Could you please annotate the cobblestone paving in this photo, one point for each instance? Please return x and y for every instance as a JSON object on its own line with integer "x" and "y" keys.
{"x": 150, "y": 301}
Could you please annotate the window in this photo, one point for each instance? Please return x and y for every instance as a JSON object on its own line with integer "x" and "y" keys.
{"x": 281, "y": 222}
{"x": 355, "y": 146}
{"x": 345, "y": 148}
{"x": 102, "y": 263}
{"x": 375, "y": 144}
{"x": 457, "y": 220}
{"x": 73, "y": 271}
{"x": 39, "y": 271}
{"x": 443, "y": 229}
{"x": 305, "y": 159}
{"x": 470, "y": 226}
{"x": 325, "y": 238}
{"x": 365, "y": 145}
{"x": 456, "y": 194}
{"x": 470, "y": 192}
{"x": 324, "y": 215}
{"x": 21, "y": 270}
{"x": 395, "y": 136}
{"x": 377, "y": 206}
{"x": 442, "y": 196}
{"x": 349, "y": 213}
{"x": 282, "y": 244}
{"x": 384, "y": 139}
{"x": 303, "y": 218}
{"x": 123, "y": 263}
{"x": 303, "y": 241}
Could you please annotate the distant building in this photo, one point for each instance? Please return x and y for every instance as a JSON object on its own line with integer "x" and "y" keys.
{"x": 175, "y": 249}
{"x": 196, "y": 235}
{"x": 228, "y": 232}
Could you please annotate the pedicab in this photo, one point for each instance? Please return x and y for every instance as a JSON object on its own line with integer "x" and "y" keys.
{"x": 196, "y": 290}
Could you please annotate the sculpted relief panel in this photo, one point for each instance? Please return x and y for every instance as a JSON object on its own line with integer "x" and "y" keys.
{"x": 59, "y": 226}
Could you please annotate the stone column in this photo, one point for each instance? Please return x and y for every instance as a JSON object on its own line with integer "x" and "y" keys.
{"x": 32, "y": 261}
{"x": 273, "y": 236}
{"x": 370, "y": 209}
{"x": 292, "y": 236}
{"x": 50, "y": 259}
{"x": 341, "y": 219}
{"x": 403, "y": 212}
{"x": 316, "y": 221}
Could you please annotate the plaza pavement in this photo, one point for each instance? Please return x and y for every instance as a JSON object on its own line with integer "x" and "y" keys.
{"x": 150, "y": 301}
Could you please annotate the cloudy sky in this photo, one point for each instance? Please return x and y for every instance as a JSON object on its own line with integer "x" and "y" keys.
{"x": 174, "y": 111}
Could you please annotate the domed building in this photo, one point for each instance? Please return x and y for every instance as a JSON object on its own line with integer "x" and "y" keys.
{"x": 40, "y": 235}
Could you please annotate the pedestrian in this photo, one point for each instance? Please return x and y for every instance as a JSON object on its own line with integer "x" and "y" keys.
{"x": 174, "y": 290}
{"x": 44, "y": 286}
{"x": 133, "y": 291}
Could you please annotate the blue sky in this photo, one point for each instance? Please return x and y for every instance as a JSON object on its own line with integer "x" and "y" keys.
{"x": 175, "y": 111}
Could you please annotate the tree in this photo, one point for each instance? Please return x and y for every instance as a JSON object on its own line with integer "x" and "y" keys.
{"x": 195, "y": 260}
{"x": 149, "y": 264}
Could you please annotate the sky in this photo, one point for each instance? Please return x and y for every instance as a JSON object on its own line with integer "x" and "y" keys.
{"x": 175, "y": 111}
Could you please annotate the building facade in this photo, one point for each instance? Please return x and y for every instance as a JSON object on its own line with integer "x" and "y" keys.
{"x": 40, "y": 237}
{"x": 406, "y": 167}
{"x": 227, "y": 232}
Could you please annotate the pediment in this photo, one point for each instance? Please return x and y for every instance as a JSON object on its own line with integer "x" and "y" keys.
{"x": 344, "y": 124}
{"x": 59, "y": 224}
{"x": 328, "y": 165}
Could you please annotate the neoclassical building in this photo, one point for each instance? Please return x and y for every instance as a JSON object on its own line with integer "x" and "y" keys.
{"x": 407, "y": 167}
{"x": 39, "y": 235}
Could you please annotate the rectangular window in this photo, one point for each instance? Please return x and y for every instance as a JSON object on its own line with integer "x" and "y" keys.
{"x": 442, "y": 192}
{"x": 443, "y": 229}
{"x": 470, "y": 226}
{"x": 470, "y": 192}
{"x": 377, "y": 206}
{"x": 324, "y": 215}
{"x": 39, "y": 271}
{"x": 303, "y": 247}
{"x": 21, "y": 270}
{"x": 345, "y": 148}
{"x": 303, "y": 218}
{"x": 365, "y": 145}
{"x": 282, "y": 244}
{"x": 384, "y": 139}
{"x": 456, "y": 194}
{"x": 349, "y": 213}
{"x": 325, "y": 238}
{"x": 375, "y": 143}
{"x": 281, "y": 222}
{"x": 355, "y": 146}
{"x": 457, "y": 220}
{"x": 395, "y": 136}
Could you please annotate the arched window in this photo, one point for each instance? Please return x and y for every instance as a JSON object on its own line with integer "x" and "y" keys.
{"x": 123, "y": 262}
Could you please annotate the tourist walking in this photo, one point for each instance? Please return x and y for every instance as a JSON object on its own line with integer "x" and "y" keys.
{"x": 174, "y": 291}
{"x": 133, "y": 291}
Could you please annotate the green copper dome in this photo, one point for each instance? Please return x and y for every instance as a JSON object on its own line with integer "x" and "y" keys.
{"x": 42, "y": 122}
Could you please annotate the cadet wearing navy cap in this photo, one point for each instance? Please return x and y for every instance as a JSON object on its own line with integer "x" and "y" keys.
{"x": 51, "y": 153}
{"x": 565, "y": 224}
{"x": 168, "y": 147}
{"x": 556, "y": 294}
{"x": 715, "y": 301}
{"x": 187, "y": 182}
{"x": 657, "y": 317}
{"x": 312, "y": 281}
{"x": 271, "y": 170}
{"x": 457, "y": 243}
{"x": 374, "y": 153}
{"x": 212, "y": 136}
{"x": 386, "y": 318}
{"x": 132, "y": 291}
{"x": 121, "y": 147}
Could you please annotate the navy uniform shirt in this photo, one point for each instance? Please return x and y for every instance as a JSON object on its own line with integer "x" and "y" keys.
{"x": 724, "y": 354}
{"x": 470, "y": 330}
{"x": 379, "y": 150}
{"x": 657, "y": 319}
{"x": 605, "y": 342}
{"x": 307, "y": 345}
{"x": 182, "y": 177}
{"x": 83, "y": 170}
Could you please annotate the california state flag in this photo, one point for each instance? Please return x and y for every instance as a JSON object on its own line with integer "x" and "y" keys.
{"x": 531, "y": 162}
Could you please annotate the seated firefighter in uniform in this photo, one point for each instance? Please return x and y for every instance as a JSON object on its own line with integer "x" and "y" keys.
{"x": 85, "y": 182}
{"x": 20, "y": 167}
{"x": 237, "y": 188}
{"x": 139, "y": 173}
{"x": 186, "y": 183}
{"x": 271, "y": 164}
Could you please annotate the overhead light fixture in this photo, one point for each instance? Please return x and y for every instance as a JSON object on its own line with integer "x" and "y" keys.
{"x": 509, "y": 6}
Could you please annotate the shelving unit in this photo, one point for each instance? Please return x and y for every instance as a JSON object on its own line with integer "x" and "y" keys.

=====

Please write out all of the records above, character for character.

Could you please annotate the cobblestone paving in this photo, one point for each instance? Please return x and y for every instance as a JSON object on its own line with integer "x" and "y" keys.
{"x": 150, "y": 301}
Could you please annotate the window in this photo, one point for each instance? Please return x and y for every instance as a JSON object on its own line with integer "x" and "y" keys.
{"x": 281, "y": 222}
{"x": 355, "y": 146}
{"x": 345, "y": 148}
{"x": 102, "y": 263}
{"x": 375, "y": 144}
{"x": 457, "y": 220}
{"x": 73, "y": 271}
{"x": 39, "y": 271}
{"x": 443, "y": 229}
{"x": 305, "y": 159}
{"x": 470, "y": 226}
{"x": 325, "y": 238}
{"x": 365, "y": 145}
{"x": 456, "y": 194}
{"x": 470, "y": 192}
{"x": 324, "y": 215}
{"x": 21, "y": 270}
{"x": 395, "y": 136}
{"x": 377, "y": 206}
{"x": 442, "y": 196}
{"x": 349, "y": 213}
{"x": 282, "y": 244}
{"x": 384, "y": 139}
{"x": 303, "y": 218}
{"x": 123, "y": 263}
{"x": 303, "y": 241}
Could you please annotate the distant building in this photo, one point for each instance? Please return x and y for every instance as a JSON object on its own line with integer "x" and "y" keys.
{"x": 175, "y": 249}
{"x": 196, "y": 235}
{"x": 228, "y": 232}
Could you please annotate the pedicab in this photo, one point for each instance? Please return x and y for every instance as a JSON object on its own line with integer "x" and "y" keys.
{"x": 196, "y": 290}
Could you please annotate the sculpted relief panel in this photo, one point for each instance? Please return x and y for every instance as a JSON object on its own line with integer "x" and "y" keys.
{"x": 59, "y": 226}
Could you please annotate the stone column in this photo, one point for each instance? Please return x and y for every instance as a JSON object on its own line with integer "x" and "y" keys.
{"x": 32, "y": 261}
{"x": 273, "y": 236}
{"x": 370, "y": 209}
{"x": 292, "y": 236}
{"x": 50, "y": 259}
{"x": 341, "y": 219}
{"x": 403, "y": 212}
{"x": 316, "y": 221}
Could you please annotate the plaza pavement in this photo, one point for each instance? Please return x and y for every instance as a JSON object on its own line with integer "x" and "y" keys.
{"x": 150, "y": 301}
Could you please annotate the cloudy sky in this photo, one point for each instance? Please return x and y for every instance as a JSON object on its own line with integer "x" and "y" keys.
{"x": 174, "y": 111}
Could you please annotate the domed building in this photo, one point for each instance? Please return x and y for every instance as a JSON object on its own line with integer "x" and "y" keys.
{"x": 40, "y": 235}
Could you please annotate the pedestrian in this photo, one point for each instance? Please return x and y for every instance as a JSON object on its own line with integer "x" and "y" keys.
{"x": 174, "y": 290}
{"x": 44, "y": 286}
{"x": 133, "y": 291}
Could you please annotate the blue sky in this photo, one point for each instance? Please return x and y for every instance as a JSON object on its own line with integer "x" and "y" keys.
{"x": 175, "y": 111}
Could you please annotate the tree in this photo, one point for each instance? Please return x and y for every instance as a JSON object on its own line with integer "x" and "y" keys.
{"x": 195, "y": 260}
{"x": 149, "y": 264}
Could you please annotate the sky in this photo, one point for each instance? Please return x and y for every instance as a JSON object on its own line with integer "x" and "y" keys.
{"x": 175, "y": 111}
Could you please annotate the building facade in this photo, one point for each instance? Please return x and y for every instance as a JSON object on its own line with integer "x" and "y" keys.
{"x": 40, "y": 237}
{"x": 406, "y": 167}
{"x": 227, "y": 232}
Could you please annotate the pediment in this photo, one point for each instance? Please return x and y for every instance as a JSON object on its own line with integer "x" and "y" keys.
{"x": 344, "y": 124}
{"x": 59, "y": 224}
{"x": 328, "y": 165}
Could you please annotate the neoclassical building in this photo, one point for each instance? Please return x and y for every instance as a JSON object on its own line with integer "x" and "y" keys.
{"x": 407, "y": 167}
{"x": 39, "y": 235}
Could you please annotate the rectangular window in this photo, one point for each instance? Please return x and y for every instance as a JSON object on its own line with integer "x" and "y" keys.
{"x": 442, "y": 192}
{"x": 443, "y": 229}
{"x": 470, "y": 226}
{"x": 470, "y": 192}
{"x": 377, "y": 206}
{"x": 324, "y": 215}
{"x": 39, "y": 271}
{"x": 303, "y": 247}
{"x": 21, "y": 270}
{"x": 345, "y": 148}
{"x": 303, "y": 218}
{"x": 365, "y": 145}
{"x": 282, "y": 244}
{"x": 384, "y": 139}
{"x": 456, "y": 194}
{"x": 349, "y": 213}
{"x": 325, "y": 238}
{"x": 375, "y": 143}
{"x": 281, "y": 222}
{"x": 355, "y": 146}
{"x": 457, "y": 220}
{"x": 395, "y": 136}
Could you please annotate the arched window in this photo, one point for each instance? Please return x and y for every instance as a JSON object on its own line with integer "x" and "y" keys.
{"x": 123, "y": 262}
Could you please annotate the tourist walking in this photo, one point for each instance? Please return x and y for every instance as a JSON object on its own line with integer "x" and "y" keys.
{"x": 174, "y": 291}
{"x": 133, "y": 291}
Could you please annotate the green copper dome in this photo, one point for each instance? Please return x and y for every instance as a JSON object on its own line with integer "x" and "y" keys.
{"x": 42, "y": 122}
Could you please annotate the cadet wearing navy cap in this photo, one point for each instance? Please return x and y for every instance as a JSON object on its own line with integer "x" and "y" keys.
{"x": 51, "y": 153}
{"x": 565, "y": 224}
{"x": 168, "y": 147}
{"x": 556, "y": 294}
{"x": 715, "y": 301}
{"x": 187, "y": 182}
{"x": 657, "y": 317}
{"x": 312, "y": 281}
{"x": 271, "y": 170}
{"x": 457, "y": 243}
{"x": 374, "y": 153}
{"x": 212, "y": 136}
{"x": 386, "y": 318}
{"x": 132, "y": 291}
{"x": 121, "y": 147}
Could you please annotate the navy uniform shirt in this photo, one point for each instance? Please return x and y for every instance as a JSON object on its own line with integer "x" and "y" keys.
{"x": 724, "y": 354}
{"x": 470, "y": 330}
{"x": 379, "y": 150}
{"x": 657, "y": 319}
{"x": 605, "y": 342}
{"x": 307, "y": 345}
{"x": 182, "y": 177}
{"x": 83, "y": 170}
Could you please annotate the california state flag in this photo, one point for each instance? Please return x and y for every instance as a JSON object on its own line with integer "x" and "y" keys.
{"x": 531, "y": 162}
Could you please annotate the seated firefighter in uniform in this photo, one point for each instance? Please return x and y for every instance as a JSON object on its own line with integer "x" and "y" keys.
{"x": 85, "y": 182}
{"x": 20, "y": 167}
{"x": 237, "y": 188}
{"x": 139, "y": 173}
{"x": 186, "y": 183}
{"x": 271, "y": 164}
Could you please annotate the overhead light fixture in this photo, one point for each instance? Please return x and y for every instance as a JSON object on its own line with integer "x" and "y" keys.
{"x": 509, "y": 6}
Could you please annotate the shelving unit in this photo, one point for each instance? Please return x and y for every instance as a JSON object on its own line with integer "x" and "y" keys.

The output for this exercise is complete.